(Data in this exercise Opens)

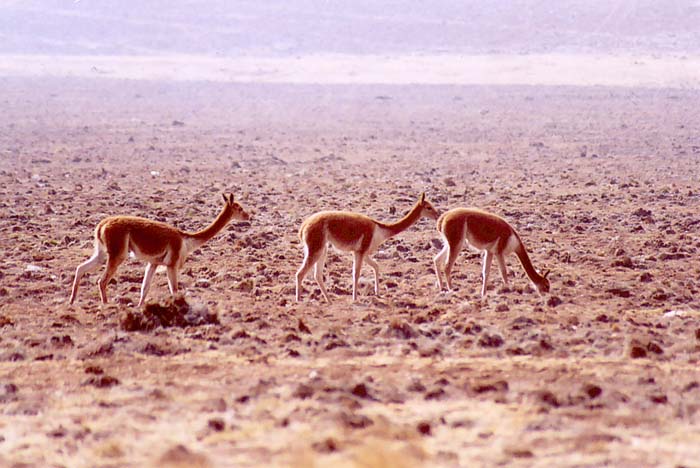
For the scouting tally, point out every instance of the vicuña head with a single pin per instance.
(154, 242)
(351, 232)
(488, 233)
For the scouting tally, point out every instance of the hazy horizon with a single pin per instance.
(280, 28)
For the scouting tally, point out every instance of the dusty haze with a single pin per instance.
(576, 121)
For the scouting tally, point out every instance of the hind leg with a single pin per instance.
(89, 265)
(454, 251)
(318, 273)
(375, 268)
(439, 263)
(356, 269)
(488, 258)
(503, 268)
(310, 259)
(112, 265)
(147, 279)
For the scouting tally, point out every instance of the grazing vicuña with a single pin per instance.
(351, 232)
(486, 232)
(152, 241)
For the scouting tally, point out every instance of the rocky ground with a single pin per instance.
(600, 182)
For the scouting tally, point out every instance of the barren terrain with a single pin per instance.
(601, 183)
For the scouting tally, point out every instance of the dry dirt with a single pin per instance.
(602, 184)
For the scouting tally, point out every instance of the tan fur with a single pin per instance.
(488, 233)
(352, 232)
(154, 242)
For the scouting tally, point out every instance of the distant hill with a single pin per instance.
(288, 27)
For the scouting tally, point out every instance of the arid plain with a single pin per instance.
(601, 182)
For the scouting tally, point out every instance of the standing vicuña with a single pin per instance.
(485, 232)
(351, 232)
(152, 241)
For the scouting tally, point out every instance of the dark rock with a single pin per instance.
(522, 322)
(174, 312)
(553, 301)
(328, 445)
(498, 386)
(424, 428)
(400, 329)
(637, 352)
(593, 391)
(355, 420)
(360, 391)
(548, 398)
(216, 424)
(301, 326)
(435, 394)
(646, 277)
(653, 347)
(303, 391)
(416, 386)
(490, 341)
(102, 381)
(620, 292)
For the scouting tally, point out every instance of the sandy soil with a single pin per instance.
(601, 183)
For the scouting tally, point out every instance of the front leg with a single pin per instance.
(147, 279)
(375, 267)
(488, 258)
(356, 268)
(172, 280)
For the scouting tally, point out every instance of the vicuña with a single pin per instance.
(488, 233)
(351, 232)
(154, 242)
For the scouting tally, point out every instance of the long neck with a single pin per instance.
(527, 264)
(404, 223)
(199, 238)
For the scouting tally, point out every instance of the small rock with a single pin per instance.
(360, 391)
(216, 424)
(637, 352)
(654, 348)
(593, 391)
(303, 391)
(547, 397)
(490, 341)
(103, 381)
(355, 420)
(646, 277)
(424, 428)
(498, 386)
(328, 445)
(301, 326)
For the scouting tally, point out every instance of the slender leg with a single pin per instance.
(318, 273)
(310, 259)
(502, 267)
(439, 262)
(172, 280)
(112, 265)
(356, 268)
(454, 253)
(89, 265)
(488, 258)
(147, 279)
(375, 267)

(Data in this exercise Closes)

In the answer, return exactly the lines from the line containing "For the scouting tally, point out every instance of the small" to the end of the records above, and no others.

For the scouting tally, point out every instance of the small rock with a single pin per instance.
(360, 391)
(216, 424)
(637, 352)
(654, 348)
(593, 391)
(303, 391)
(547, 397)
(490, 341)
(103, 381)
(355, 420)
(646, 277)
(424, 428)
(498, 386)
(328, 445)
(301, 326)
For the scouting tally, point out every instance of the slender leg with a single pin per instance.
(318, 273)
(310, 259)
(502, 267)
(439, 262)
(172, 280)
(112, 265)
(356, 268)
(454, 253)
(89, 265)
(488, 258)
(147, 279)
(375, 267)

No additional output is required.